What is required -> Make an exact copy of the records that follow, with each picture omitted.

Saved entries ->
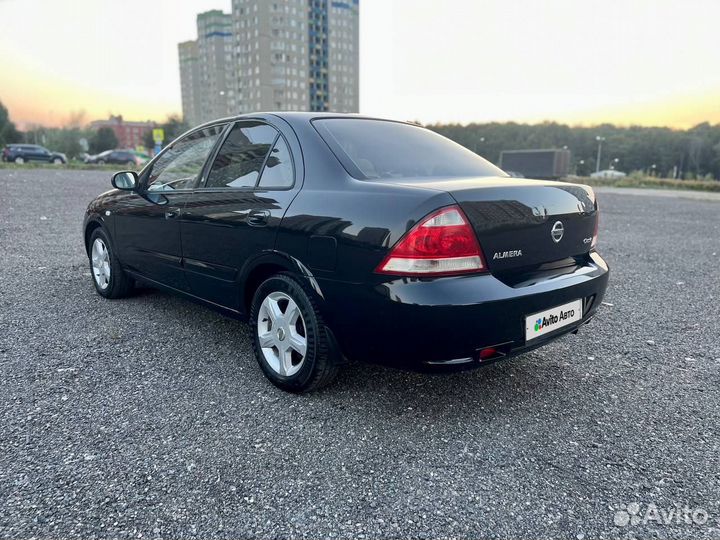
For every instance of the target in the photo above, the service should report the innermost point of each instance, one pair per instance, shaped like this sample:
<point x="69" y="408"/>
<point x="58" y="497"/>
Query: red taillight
<point x="443" y="244"/>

Answer space ->
For every instance of the target in the photo above, the service should report the innermost point of each instance, one pair per instance, shaped like this sample:
<point x="69" y="408"/>
<point x="58" y="497"/>
Query: red taillight
<point x="443" y="244"/>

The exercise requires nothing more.